* YOUR TASK:
Report, as a bare number, how many lines in the data contain "small".

* SUPPLIED DATA:
*** Begin section ***

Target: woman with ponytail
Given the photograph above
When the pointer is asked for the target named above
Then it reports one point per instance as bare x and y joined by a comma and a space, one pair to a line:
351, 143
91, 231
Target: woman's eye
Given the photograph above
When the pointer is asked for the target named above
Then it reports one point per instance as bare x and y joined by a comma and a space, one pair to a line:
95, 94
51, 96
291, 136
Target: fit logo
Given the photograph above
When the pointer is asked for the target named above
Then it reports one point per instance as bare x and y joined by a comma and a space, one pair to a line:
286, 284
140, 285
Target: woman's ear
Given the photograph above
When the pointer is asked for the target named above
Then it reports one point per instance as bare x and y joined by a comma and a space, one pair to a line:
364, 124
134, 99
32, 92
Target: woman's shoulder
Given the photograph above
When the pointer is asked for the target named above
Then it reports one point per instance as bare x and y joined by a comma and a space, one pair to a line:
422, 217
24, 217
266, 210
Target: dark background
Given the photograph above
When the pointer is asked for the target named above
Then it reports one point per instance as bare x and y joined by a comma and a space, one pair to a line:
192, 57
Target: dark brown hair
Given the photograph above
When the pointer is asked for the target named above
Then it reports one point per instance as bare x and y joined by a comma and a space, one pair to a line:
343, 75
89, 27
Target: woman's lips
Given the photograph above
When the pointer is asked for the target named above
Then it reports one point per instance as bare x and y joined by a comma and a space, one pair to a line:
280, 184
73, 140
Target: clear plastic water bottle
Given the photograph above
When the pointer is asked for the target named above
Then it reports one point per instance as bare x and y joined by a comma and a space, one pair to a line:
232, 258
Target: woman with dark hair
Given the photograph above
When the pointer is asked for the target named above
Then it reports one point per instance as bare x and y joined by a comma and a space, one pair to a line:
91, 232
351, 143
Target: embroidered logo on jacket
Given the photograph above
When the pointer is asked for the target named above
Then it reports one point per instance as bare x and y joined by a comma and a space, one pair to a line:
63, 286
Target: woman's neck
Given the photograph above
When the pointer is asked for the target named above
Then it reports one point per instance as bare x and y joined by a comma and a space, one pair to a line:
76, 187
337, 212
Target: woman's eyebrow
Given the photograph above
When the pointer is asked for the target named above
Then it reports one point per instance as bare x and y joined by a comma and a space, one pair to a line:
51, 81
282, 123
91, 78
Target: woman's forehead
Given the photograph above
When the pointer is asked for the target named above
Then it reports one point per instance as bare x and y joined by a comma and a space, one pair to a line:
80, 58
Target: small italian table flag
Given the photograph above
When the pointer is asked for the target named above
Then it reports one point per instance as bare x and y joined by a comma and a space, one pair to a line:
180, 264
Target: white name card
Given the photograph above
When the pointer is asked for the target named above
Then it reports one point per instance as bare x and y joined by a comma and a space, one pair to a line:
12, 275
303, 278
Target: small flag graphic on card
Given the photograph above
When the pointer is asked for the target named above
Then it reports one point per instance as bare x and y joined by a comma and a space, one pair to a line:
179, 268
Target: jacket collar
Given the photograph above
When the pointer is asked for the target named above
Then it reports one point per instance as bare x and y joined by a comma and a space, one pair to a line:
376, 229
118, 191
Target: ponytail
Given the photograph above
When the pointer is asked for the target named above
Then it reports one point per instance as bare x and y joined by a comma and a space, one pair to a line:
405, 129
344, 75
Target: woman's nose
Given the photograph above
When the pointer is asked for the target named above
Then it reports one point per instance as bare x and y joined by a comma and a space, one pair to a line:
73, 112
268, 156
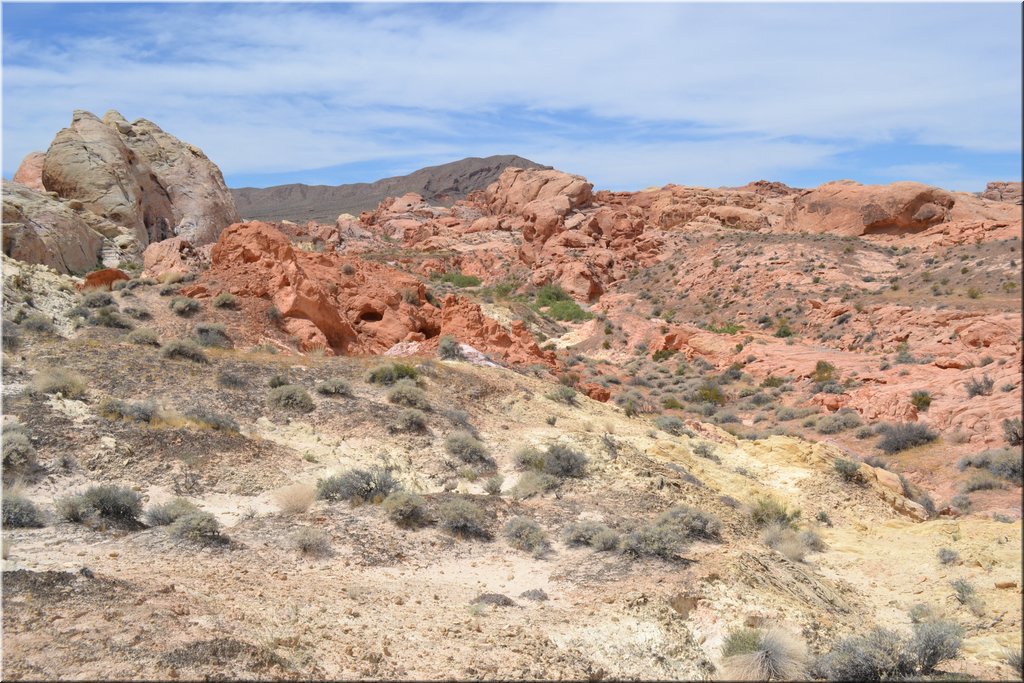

*** End section ***

* EXERCISE SOLUTION:
2